Datadog Best Practices

Published October 18, 2022

In this blog, we will focus on best practices for three of Datadog’s most popular capabilities: metrics, monitors, and dashboards. These three areas provide the first steps into gaining maximum utility from the platform and gaining transparency into the various components that comprise a technology ecosystem.


Utilize Integrations

Before connecting infrastructure to Datadog, check for existing integrations for your services and applications. Leveraging integrations not only simplifies the setup process with provided instructions, but also includes many predefined metrics. For example, the Oracle integration captures database reads and writes, as well as service response times, among many others (Datadog, n.d.).

Capture Useful Data

Users should focus on securing data that provides insight into infrastructure health and status. This includes information pertaining to success and failure rates in addition to performance and resource consumption, such as throughput and CPU/memory utilization. Datadog’s retention periods allow users to compare current-state data to historical data and gain insight into how system performance changes over time.

Apply Clear Tagging Conventions

Properly tagging resources provides information on the data source and ties metrics to other features of Datadog such as logs and APM traces. Datadog recommends leveraging “unified service tagging” at a minimum to establish this connection and make requests trackable through the platform. The required tags are env (environment), service, and version (Datadog, n.d.). Ensure that tags are standardized and easily understood by Datadog users to facilitate cross-service collaboration.


Alert on Symptoms

Datadog advocates for the concept of “alerting on symptoms”, which refers to tracking issues that may have multiple causes rather than alerting on a single cause (Lê-Quôc, 2015). For example, if a database is taking a long time to respond, the cause could be high read requests, unoptimized queries, network issues, and so on. In this case you would want to alert on database latency and use other data fed into Datadog (metrics, logs, traces) to investigate the root cause.

Make Monitors Actionable

A strong monitor should give users the ability to troubleshoot an issue. Consider an alert that sends a notification to a team whenever a successful API call occurs. There is no action for the team to take as the API is working as expected. It is much more valuable for a team to receive alerts when excessive 400 errors are thrown or if the success rate falls below a certain percentage, as these are problems that users must investigate and resolve to improve performance.

> DATA FOR REVIEW

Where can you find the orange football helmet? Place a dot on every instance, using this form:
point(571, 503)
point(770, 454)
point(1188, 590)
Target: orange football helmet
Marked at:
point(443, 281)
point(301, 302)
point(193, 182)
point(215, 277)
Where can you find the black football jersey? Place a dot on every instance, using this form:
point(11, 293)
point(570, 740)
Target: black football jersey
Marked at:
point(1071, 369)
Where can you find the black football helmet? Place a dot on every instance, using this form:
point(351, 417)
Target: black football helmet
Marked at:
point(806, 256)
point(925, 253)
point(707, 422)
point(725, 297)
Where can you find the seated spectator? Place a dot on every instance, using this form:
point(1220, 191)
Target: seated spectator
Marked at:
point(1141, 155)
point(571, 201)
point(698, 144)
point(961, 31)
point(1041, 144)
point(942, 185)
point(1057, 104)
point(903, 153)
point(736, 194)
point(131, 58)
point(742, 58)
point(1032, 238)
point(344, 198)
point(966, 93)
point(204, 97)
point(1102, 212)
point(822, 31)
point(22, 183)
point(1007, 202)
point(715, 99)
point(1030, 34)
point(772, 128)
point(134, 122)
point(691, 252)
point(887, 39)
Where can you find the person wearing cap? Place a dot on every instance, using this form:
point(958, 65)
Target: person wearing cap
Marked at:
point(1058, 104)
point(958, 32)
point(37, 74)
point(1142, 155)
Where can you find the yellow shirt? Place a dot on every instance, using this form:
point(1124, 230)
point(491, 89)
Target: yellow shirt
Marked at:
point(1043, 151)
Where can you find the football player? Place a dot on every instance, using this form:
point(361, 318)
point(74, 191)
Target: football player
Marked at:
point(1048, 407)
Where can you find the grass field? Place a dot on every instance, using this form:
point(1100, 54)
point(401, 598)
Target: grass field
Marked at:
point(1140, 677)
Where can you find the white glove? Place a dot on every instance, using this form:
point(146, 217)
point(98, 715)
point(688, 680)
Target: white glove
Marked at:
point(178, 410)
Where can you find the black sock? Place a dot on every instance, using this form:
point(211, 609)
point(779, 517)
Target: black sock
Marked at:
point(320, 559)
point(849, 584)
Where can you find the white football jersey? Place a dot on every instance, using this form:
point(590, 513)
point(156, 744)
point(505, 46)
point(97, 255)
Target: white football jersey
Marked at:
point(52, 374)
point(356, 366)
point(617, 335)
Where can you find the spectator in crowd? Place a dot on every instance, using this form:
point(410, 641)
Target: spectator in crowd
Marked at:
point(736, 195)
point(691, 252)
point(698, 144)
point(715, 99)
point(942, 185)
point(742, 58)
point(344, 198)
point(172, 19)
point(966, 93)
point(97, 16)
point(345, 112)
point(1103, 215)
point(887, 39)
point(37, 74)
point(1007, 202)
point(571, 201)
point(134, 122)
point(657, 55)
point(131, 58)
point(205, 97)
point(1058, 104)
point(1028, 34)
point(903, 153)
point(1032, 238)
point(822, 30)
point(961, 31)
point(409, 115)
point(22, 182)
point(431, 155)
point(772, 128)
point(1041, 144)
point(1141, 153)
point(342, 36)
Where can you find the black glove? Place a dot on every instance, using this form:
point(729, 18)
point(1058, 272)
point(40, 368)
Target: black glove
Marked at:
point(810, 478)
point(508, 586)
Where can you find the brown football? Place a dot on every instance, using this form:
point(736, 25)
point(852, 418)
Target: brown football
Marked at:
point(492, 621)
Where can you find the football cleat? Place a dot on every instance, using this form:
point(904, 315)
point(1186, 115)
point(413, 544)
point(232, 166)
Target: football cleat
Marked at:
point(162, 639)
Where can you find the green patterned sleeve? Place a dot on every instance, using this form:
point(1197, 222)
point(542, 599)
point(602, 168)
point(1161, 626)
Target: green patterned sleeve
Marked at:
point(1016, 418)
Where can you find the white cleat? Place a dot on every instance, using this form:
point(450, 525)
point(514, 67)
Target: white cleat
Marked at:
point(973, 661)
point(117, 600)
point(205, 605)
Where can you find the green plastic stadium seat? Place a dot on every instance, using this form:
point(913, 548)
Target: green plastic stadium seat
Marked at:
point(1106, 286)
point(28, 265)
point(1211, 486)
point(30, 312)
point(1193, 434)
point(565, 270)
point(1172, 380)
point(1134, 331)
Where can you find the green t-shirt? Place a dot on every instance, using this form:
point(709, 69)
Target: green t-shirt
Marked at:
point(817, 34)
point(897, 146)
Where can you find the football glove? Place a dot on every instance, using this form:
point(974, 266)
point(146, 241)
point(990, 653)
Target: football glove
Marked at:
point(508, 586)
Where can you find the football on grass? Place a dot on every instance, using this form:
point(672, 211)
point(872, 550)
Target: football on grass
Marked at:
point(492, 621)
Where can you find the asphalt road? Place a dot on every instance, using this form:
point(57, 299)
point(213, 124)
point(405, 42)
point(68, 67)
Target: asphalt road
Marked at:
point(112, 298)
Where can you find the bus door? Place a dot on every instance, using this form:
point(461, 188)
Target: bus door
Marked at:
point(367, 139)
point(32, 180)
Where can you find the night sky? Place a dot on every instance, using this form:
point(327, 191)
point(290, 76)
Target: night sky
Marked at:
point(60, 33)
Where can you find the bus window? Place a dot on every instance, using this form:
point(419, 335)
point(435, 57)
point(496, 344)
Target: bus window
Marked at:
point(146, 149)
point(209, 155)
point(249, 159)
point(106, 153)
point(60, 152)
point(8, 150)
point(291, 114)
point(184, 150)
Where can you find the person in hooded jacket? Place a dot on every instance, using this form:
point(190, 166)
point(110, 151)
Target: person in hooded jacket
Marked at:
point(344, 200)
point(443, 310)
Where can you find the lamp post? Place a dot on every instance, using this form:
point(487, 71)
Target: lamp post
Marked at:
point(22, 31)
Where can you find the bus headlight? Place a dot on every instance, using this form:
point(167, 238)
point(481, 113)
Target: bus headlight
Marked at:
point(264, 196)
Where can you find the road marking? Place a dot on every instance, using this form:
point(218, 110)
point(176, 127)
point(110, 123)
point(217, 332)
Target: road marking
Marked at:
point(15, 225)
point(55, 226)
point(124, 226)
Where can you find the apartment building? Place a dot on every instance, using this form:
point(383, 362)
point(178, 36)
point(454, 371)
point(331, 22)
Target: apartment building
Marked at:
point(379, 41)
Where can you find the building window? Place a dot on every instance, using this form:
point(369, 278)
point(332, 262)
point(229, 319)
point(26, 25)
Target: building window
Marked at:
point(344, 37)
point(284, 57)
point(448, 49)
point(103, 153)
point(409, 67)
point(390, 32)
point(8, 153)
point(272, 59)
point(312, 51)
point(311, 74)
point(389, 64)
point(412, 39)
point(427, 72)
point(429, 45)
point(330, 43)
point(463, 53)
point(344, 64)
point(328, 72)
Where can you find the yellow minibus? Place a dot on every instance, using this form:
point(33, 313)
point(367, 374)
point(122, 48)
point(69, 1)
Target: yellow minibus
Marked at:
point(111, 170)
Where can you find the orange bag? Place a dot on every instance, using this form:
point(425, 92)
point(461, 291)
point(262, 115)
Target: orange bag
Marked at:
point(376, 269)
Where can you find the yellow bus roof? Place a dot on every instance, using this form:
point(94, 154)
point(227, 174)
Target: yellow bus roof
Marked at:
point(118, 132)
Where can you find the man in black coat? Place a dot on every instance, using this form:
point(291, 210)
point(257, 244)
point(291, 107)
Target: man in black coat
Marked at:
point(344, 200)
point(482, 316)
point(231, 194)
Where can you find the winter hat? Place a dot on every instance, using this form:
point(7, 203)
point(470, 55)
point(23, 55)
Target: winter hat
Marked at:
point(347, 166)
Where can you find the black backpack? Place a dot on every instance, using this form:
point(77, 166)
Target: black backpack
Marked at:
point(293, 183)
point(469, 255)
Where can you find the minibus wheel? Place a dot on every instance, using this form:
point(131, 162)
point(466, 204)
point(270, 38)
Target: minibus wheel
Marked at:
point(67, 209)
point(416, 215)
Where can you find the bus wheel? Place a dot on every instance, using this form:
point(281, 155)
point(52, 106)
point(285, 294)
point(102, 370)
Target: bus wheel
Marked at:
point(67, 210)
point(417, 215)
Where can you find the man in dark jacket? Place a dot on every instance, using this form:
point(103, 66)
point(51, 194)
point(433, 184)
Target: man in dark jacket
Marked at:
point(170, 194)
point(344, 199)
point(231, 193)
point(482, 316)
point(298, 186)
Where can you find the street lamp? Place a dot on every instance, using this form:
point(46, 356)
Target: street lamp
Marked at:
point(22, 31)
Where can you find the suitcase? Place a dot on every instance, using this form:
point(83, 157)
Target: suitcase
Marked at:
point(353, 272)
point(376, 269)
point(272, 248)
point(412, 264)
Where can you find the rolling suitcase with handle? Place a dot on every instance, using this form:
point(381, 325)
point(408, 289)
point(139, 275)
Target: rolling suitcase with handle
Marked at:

> QUESTIONS ON THE MATERIAL
**a.** Decide whether each statement agrees with the Datadog best practices text. For each, answer yes or no and quote the words that decide it. (i) Unified service tagging requires the tags env, service, and version. (ii) The text's best practices cover logs, traces, and APM. (iii) A monitor that alerts a team on every successful API call gives the team an action to take.
**b.** Copy word for word the stretch of the Datadog best practices text from "Utilize Integrations" through "others (Datadog, n.d.).".

> EXERCISE RESULTS
**a.**
(i) Yes: "The required tags are env (environment), service, and version"
(ii) No: "we will focus on best practices for three of Datadog’s most popular capabilities: metrics, monitors, and dashboards"
(iii) No: "There is no action for the team to take as the API is working as expected."

**b.**
Utilize Integrations

Before connecting infrastructure to Datadog, check for existing integrations for your services and applications. Leveraging integrations not only simplifies the setup process with provided instructions, but also includes many predefined metrics. For example, the Oracle integration captures database reads and writes, as well as service response times, among many others (Datadog, n.d.).